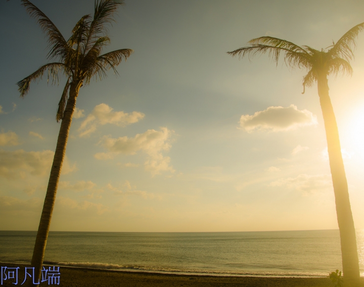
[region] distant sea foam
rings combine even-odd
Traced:
[[[364,230],[357,230],[361,276]],[[0,231],[0,262],[29,263],[35,231]],[[231,276],[323,276],[342,270],[337,230],[50,232],[44,264]],[[2,264],[4,265],[4,264]]]

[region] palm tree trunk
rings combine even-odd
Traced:
[[[341,155],[339,132],[334,110],[329,96],[326,74],[322,73],[318,76],[318,96],[326,131],[329,160],[340,230],[344,283],[345,287],[359,287],[360,272],[355,230]]]
[[[27,279],[29,286],[33,285],[32,281],[34,282],[39,282],[58,182],[66,154],[66,147],[72,122],[72,115],[76,107],[76,99],[80,86],[81,84],[79,83],[77,84],[73,83],[71,83],[70,86],[69,98],[67,101],[64,116],[62,120],[61,128],[58,134],[58,139],[53,159],[53,163],[51,169],[48,187],[33,251],[31,266],[34,267],[34,278],[32,278],[33,279],[33,280],[30,278]],[[35,285],[37,286],[38,285],[35,284]]]

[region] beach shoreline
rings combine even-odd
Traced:
[[[8,268],[19,267],[18,284],[25,276],[25,267],[29,265],[14,263],[0,263]],[[49,265],[45,265],[48,266]],[[210,275],[176,274],[138,271],[114,270],[84,267],[60,267],[60,284],[65,287],[86,286],[234,286],[251,287],[332,287],[329,277],[271,277],[252,276],[213,276]],[[2,286],[16,285],[14,281],[4,281]],[[364,286],[364,278],[361,278]],[[39,286],[50,286],[48,282]]]

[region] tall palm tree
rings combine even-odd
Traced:
[[[316,50],[308,46],[298,46],[285,40],[264,36],[253,39],[250,45],[228,54],[239,58],[248,55],[249,59],[259,54],[268,52],[277,65],[280,55],[284,55],[288,67],[305,68],[308,72],[303,77],[303,92],[306,86],[317,81],[318,97],[326,131],[331,175],[336,205],[336,214],[340,230],[343,271],[346,287],[358,287],[360,274],[354,221],[351,214],[347,182],[343,163],[339,132],[334,110],[329,97],[328,75],[339,73],[351,75],[349,63],[354,58],[355,41],[364,28],[364,23],[353,27],[335,43],[326,49]]]
[[[48,80],[53,83],[58,81],[61,71],[67,77],[56,117],[57,122],[62,122],[31,261],[31,266],[35,267],[34,281],[36,282],[40,276],[58,181],[79,89],[83,84],[89,84],[94,76],[102,79],[110,69],[117,74],[116,66],[133,51],[121,49],[101,55],[104,46],[110,42],[106,25],[113,21],[113,16],[117,7],[124,5],[123,0],[95,0],[93,19],[90,15],[82,17],[67,41],[54,24],[35,6],[28,0],[22,0],[22,5],[47,34],[50,47],[48,57],[56,61],[42,66],[18,82],[20,96],[24,97],[29,91],[30,82],[41,78],[46,71]]]

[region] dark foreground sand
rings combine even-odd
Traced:
[[[9,282],[3,286],[19,286],[24,278],[24,265],[0,263],[8,267],[20,267],[17,285]],[[271,278],[266,277],[234,277],[174,275],[145,272],[109,271],[81,268],[60,267],[59,285],[48,285],[44,282],[40,286],[64,287],[149,287],[149,286],[287,286],[287,287],[333,287],[334,284],[327,278]],[[24,286],[24,283],[23,286]],[[361,278],[364,286],[364,278]]]

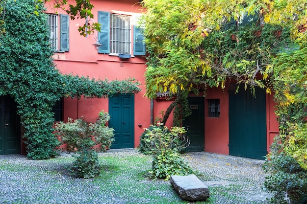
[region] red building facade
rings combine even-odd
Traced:
[[[100,32],[86,37],[78,31],[84,20],[71,20],[66,12],[46,5],[51,27],[53,56],[57,68],[63,74],[88,76],[109,80],[135,78],[142,91],[133,96],[119,95],[107,99],[78,99],[65,98],[60,102],[56,115],[64,121],[84,116],[95,122],[102,110],[111,116],[109,125],[115,129],[112,148],[136,148],[144,128],[156,117],[161,117],[171,101],[163,97],[151,100],[145,93],[145,47],[137,30],[141,7],[135,0],[91,0],[94,5],[93,19],[99,22]],[[93,44],[102,45],[98,50]],[[191,144],[188,151],[205,151],[224,155],[262,159],[278,134],[278,124],[274,113],[273,96],[264,91],[253,97],[249,91],[235,94],[233,86],[224,90],[210,88],[205,97],[191,95],[190,108],[193,114],[182,124]],[[172,126],[173,115],[166,125]],[[22,153],[25,148],[22,147]]]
^^^^^^^^
→ **EXERCISE BRIEF**
Copy the listing above line for line, and leave the pictures out of your copy.

→ **COMPLETED EXERCISE**
[region] distant sea foam
rings combine even-odd
Traced:
[[[364,230],[357,230],[361,276]],[[0,231],[0,262],[29,263],[35,231]],[[231,276],[323,276],[342,270],[337,230],[50,232],[44,264]],[[2,264],[4,265],[4,264]]]

[region] palm tree trunk
rings combine even-odd
Traced:
[[[341,155],[339,132],[334,110],[329,96],[326,74],[322,73],[318,76],[318,96],[326,131],[329,160],[340,230],[344,283],[345,287],[359,287],[360,272],[355,230]]]
[[[27,279],[29,286],[33,285],[32,281],[34,282],[39,282],[58,182],[66,154],[66,147],[72,122],[72,115],[76,107],[76,99],[80,86],[81,84],[79,83],[77,84],[73,83],[71,83],[70,86],[69,98],[67,101],[64,116],[62,120],[61,128],[58,134],[58,139],[53,159],[53,163],[51,169],[48,187],[33,251],[31,266],[34,267],[34,278],[32,278],[33,279],[33,280],[30,278]],[[35,285],[37,286],[38,285],[35,284]]]

[region] beach shoreline
rings combine even-odd
Traced:
[[[8,268],[19,267],[18,284],[25,276],[25,267],[29,265],[14,263],[0,263]],[[49,265],[45,265],[48,266]],[[210,275],[176,274],[138,271],[114,270],[84,267],[60,267],[60,284],[65,287],[86,286],[234,286],[251,287],[332,287],[329,277],[271,277],[252,276],[213,276]],[[2,286],[16,285],[14,281],[4,281]],[[364,286],[364,278],[361,278]],[[39,286],[50,286],[48,282]]]

[region] tall palm tree
rings combine even-odd
Traced:
[[[316,50],[308,46],[298,46],[285,40],[264,36],[253,39],[250,45],[228,54],[239,58],[248,55],[249,59],[259,54],[268,52],[277,65],[280,55],[284,55],[288,67],[305,68],[308,72],[303,77],[303,92],[306,86],[317,81],[318,97],[326,131],[331,175],[336,205],[336,214],[340,230],[343,271],[346,287],[358,287],[360,274],[354,221],[351,214],[347,182],[343,163],[339,132],[334,110],[329,97],[328,75],[339,73],[351,75],[349,63],[354,58],[355,41],[364,28],[364,23],[353,27],[335,43],[326,49]]]
[[[48,80],[53,83],[58,81],[61,71],[67,77],[56,117],[57,122],[62,122],[31,261],[31,266],[35,267],[34,281],[36,282],[40,276],[58,181],[79,89],[83,84],[89,84],[94,76],[102,79],[110,69],[117,74],[116,66],[133,51],[121,49],[101,55],[104,46],[110,42],[106,25],[113,21],[113,16],[117,7],[124,5],[123,0],[95,0],[93,19],[90,15],[82,17],[67,41],[54,24],[35,6],[28,0],[22,0],[22,5],[47,34],[50,47],[48,57],[56,61],[42,66],[18,82],[20,96],[24,97],[29,91],[30,82],[41,78],[46,71]]]

[region] dark foreground sand
rings combine even-odd
Traced:
[[[9,282],[3,286],[19,286],[24,278],[24,265],[0,263],[8,267],[20,267],[17,285]],[[271,278],[266,277],[234,277],[174,275],[145,272],[109,271],[81,268],[60,267],[59,285],[48,285],[44,282],[40,286],[64,287],[149,287],[149,286],[287,286],[287,287],[333,287],[334,284],[327,278]],[[24,286],[24,283],[23,286]],[[361,278],[364,286],[364,278]]]

[region] red building facade
rings combine even-odd
Traced:
[[[100,32],[86,37],[78,31],[84,20],[71,20],[66,12],[46,5],[51,27],[53,56],[57,68],[63,74],[88,76],[109,80],[135,78],[142,91],[133,96],[119,95],[107,99],[78,99],[65,98],[60,102],[56,115],[64,121],[84,116],[95,122],[102,110],[111,116],[109,125],[115,129],[112,148],[136,148],[144,128],[156,117],[161,117],[171,101],[163,97],[151,100],[145,93],[145,47],[137,30],[141,7],[135,0],[91,0],[94,5],[93,19],[99,22]],[[93,44],[102,45],[98,50]],[[191,144],[188,151],[205,151],[224,155],[262,159],[278,134],[278,124],[274,113],[273,96],[264,91],[253,97],[249,91],[235,94],[233,86],[224,90],[210,88],[205,97],[191,95],[190,108],[193,114],[182,124]],[[172,126],[173,115],[166,125]],[[22,153],[25,148],[22,147]]]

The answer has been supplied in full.